* Problem details
Look for the line containing "317L1056 373L1064 377L1068" in the entries below, then print that line and all that follow it exactly.

* Records for this exercise
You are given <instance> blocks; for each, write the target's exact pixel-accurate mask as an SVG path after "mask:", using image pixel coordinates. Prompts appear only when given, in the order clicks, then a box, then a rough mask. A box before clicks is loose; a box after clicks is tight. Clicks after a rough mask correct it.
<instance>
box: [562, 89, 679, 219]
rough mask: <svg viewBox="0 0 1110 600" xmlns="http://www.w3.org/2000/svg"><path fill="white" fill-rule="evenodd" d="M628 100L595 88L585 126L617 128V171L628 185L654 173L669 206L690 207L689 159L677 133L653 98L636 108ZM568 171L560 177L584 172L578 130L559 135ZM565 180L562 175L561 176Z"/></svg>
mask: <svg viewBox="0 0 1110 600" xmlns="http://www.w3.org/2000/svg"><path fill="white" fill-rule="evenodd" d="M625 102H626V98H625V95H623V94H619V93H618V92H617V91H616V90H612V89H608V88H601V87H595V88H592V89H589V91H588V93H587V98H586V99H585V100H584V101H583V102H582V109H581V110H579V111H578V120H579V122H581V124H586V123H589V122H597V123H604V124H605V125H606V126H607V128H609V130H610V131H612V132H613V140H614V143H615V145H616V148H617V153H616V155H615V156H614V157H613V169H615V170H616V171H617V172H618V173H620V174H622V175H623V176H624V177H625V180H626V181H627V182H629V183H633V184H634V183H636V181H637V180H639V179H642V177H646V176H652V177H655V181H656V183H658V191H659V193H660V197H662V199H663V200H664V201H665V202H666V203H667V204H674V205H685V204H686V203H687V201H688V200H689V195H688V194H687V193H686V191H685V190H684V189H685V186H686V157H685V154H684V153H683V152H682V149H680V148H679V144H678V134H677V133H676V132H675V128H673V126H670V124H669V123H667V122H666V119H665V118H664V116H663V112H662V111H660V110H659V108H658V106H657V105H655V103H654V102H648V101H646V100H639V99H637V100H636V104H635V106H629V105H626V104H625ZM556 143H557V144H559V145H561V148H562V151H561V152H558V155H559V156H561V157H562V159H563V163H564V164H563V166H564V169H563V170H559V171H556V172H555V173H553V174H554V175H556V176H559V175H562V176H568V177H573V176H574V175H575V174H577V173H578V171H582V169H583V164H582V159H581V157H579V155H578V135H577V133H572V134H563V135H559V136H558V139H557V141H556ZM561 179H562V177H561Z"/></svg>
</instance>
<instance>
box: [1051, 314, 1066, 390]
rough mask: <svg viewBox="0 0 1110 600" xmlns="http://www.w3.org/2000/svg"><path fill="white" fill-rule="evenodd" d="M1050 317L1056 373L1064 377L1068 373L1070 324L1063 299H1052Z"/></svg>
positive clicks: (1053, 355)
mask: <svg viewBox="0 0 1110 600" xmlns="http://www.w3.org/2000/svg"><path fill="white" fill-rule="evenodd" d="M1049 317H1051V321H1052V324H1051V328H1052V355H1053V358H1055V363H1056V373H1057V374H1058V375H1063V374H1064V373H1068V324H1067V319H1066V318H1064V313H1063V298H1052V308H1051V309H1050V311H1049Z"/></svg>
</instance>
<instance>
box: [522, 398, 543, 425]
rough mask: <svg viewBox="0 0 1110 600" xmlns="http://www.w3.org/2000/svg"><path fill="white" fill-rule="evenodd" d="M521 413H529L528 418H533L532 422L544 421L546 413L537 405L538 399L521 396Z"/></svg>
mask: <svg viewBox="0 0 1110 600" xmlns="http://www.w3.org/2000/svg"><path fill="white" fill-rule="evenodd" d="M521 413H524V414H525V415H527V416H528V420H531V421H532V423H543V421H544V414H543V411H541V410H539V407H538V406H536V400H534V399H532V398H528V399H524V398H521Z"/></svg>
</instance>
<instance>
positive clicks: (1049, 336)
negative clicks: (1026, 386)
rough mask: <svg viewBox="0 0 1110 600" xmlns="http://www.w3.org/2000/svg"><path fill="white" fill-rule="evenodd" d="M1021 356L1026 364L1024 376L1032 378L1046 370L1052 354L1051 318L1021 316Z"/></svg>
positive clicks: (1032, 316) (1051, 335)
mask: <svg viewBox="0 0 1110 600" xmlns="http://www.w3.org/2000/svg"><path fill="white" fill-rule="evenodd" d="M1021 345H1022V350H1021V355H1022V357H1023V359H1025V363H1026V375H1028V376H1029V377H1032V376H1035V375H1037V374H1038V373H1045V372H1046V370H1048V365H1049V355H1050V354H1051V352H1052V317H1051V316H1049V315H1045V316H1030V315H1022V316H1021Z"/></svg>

* Expected output
rough mask: <svg viewBox="0 0 1110 600" xmlns="http://www.w3.org/2000/svg"><path fill="white" fill-rule="evenodd" d="M1050 317L1056 373L1064 377L1068 373L1070 324L1063 299H1052Z"/></svg>
positive clicks: (1053, 355)
mask: <svg viewBox="0 0 1110 600" xmlns="http://www.w3.org/2000/svg"><path fill="white" fill-rule="evenodd" d="M1049 317H1051V321H1052V324H1051V328H1052V355H1053V358H1055V363H1056V373H1057V374H1058V375H1063V374H1064V373H1068V324H1067V319H1066V318H1064V313H1063V298H1052V308H1051V309H1050V311H1049Z"/></svg>
</instance>
<instance>
box: [522, 398, 543, 425]
rough mask: <svg viewBox="0 0 1110 600" xmlns="http://www.w3.org/2000/svg"><path fill="white" fill-rule="evenodd" d="M521 413H529L528 418H533L532 422L544 421L546 413L537 405L538 399L521 396Z"/></svg>
mask: <svg viewBox="0 0 1110 600" xmlns="http://www.w3.org/2000/svg"><path fill="white" fill-rule="evenodd" d="M521 413H524V414H525V415H527V416H528V420H531V421H532V423H543V421H544V414H543V411H541V410H539V407H538V406H536V400H534V399H532V398H528V399H524V398H521Z"/></svg>
</instance>
<instance>
positive clicks: (1049, 336)
negative clicks: (1026, 386)
rough mask: <svg viewBox="0 0 1110 600" xmlns="http://www.w3.org/2000/svg"><path fill="white" fill-rule="evenodd" d="M1021 356L1026 364L1024 376L1032 378L1046 370L1052 354L1051 318L1021 316Z"/></svg>
positive clicks: (1032, 316) (1051, 335)
mask: <svg viewBox="0 0 1110 600" xmlns="http://www.w3.org/2000/svg"><path fill="white" fill-rule="evenodd" d="M1021 345H1022V350H1021V355H1022V357H1023V359H1025V363H1026V375H1028V376H1029V377H1032V376H1035V375H1037V374H1038V373H1045V372H1046V370H1048V365H1049V355H1050V354H1051V352H1052V317H1051V316H1049V315H1045V316H1030V315H1022V316H1021Z"/></svg>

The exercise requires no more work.